Please reproduce the following records exactly, with nothing omitted.
[[ Material supplied open ]]
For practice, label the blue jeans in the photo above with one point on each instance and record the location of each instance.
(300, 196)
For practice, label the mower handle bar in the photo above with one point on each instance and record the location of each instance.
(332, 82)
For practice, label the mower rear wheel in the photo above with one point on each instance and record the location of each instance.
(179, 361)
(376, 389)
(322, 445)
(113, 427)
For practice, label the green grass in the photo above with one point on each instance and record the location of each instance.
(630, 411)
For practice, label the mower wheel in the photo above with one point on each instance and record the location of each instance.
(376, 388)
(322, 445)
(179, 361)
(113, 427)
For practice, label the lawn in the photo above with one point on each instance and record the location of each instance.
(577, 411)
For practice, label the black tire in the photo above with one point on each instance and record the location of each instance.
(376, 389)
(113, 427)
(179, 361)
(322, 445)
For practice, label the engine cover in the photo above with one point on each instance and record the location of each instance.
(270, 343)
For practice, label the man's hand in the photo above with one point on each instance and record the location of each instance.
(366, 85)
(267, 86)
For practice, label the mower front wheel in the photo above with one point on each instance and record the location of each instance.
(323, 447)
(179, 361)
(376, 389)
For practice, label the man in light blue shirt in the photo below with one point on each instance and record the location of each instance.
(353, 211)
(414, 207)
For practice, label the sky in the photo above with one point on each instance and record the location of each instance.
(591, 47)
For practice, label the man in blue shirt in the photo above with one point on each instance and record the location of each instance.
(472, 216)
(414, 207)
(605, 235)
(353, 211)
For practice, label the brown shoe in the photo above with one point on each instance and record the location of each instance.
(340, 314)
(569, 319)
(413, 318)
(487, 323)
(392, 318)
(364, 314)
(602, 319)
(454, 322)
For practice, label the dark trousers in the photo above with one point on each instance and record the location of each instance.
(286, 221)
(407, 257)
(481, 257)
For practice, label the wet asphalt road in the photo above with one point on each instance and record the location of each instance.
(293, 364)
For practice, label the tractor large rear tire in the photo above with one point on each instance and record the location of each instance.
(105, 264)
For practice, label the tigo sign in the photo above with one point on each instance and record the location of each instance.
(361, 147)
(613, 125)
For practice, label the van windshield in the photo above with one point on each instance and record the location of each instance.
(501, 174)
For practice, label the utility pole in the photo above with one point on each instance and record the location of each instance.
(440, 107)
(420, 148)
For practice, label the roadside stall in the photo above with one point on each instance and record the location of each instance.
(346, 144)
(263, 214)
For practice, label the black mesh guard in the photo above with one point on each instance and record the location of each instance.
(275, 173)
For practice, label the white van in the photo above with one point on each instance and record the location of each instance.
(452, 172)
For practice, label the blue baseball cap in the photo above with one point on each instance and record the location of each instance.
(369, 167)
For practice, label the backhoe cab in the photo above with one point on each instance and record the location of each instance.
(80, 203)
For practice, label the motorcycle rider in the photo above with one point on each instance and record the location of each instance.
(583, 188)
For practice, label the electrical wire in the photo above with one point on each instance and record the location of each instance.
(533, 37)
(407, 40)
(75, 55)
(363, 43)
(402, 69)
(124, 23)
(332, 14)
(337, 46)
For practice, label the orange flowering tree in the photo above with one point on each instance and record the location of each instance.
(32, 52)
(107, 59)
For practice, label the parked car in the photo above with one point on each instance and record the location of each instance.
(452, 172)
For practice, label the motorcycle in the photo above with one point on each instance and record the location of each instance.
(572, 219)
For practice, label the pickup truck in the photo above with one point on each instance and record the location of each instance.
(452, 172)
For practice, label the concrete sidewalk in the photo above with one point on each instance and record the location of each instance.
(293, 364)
[[ Material supplied closed ]]
_Finished task_
For practice, label the blue jeans in the photo above with one point on each instance and record the location of each instance.
(300, 196)
For practice, label the mower handle bar in the photo above with one point on each instance and record the location of each instance.
(332, 82)
For practice, label the mower rear wheel in the photo above with one point on each instance and record the location of each instance.
(179, 361)
(376, 389)
(322, 445)
(113, 427)
For practice, label the green grass in the photo above with one point on each instance and record the location of each instance.
(630, 411)
For practice, label the mower wheel in the photo above with one point on each instance and record the location of each instance.
(376, 388)
(322, 445)
(179, 361)
(113, 427)
For practice, label the lawn in the photo above with one point on each instance and record the location of each instance.
(577, 411)
For practice, label the black tire in the photo above with one point on each instance and record the location of each instance.
(376, 389)
(113, 427)
(179, 361)
(322, 445)
For practice, label the engine cover in the photo above with one point on each instance and record the location of each instance.
(270, 343)
For practice, label the man's hand in the photo above with one point on each instance and record the location of each instance.
(366, 85)
(267, 86)
For practice, label the mower front wheel in the photo above with one point on each instance and record the location of each instance.
(323, 447)
(179, 361)
(376, 389)
For practice, label the man in light blue shirt in the photo below with one point on each instance and record the location of each instance.
(353, 211)
(414, 207)
For practice, label the sky in the photo above with one point on each instance and record the location of each instance.
(591, 47)
For practice, label the man in blue shirt in the photo above with one point on each instance and record the location of each instance.
(472, 216)
(414, 207)
(605, 235)
(353, 211)
For practice, label the brown shoe in the photo above with one point on each instance and record the location of each instance.
(340, 314)
(569, 319)
(413, 318)
(487, 323)
(392, 318)
(364, 314)
(602, 319)
(454, 322)
For practice, label the dark trousers in the photo above with one point on each instance and record the location of each instance.
(286, 221)
(407, 257)
(481, 257)
For practice, label the wet asphalt road in the photo above with one point on each instance and record the location of each instance.
(293, 364)
For practice, label the tractor large rear tire in the photo above with one point on each instance and record the location of each instance.
(105, 264)
For practice, label the tigo sign in the photo above with one point on each instance and record the location of each instance.
(361, 147)
(613, 125)
For practice, label the van windshield in the photo above with one point on each instance and record the location of each instance.
(501, 174)
For practice, label the utility pole in the photo above with one point on each instance and record the location of each instance.
(440, 107)
(420, 148)
For practice, label the roadside stall in the photo above with one point on each instance and record the location of each instance.
(346, 144)
(263, 214)
For practice, label the black mesh guard in the photo above with one point on each instance and record the location of each instance.
(275, 173)
For practice, label the white van in the photo above with one point on each instance and record the location of each instance.
(452, 172)
For practice, label the blue baseball cap in the photo above with one point on each instance and record the location of each instance.
(369, 167)
For practice, label the backhoe cab in the photo above with one point on each instance and record the location of each instance.
(80, 203)
For practice, label the motorcycle rider in the photo above with one point on each instance and record the location of each instance.
(583, 188)
For practice, label the electrical wire in the photo above with one point on each instance and record the location of each instance.
(533, 37)
(407, 40)
(75, 55)
(363, 43)
(402, 69)
(124, 23)
(332, 14)
(337, 46)
For practice, label the orange flowering tree in the photo above with one point on each instance and record the location of each instance.
(32, 52)
(107, 59)
For practice, label the parked car in the photo above with one point on each instance and record the location of each instance.
(452, 172)
For practice, label the motorcycle in the photo above with one point on each instance and record the location of each instance.
(572, 219)
For practice, label the pickup truck in the photo above with one point on each instance and record the location of each instance.
(452, 172)
For practice, label the concrete sidewalk in the photo above with one point on each instance and record the location of each instance.
(293, 364)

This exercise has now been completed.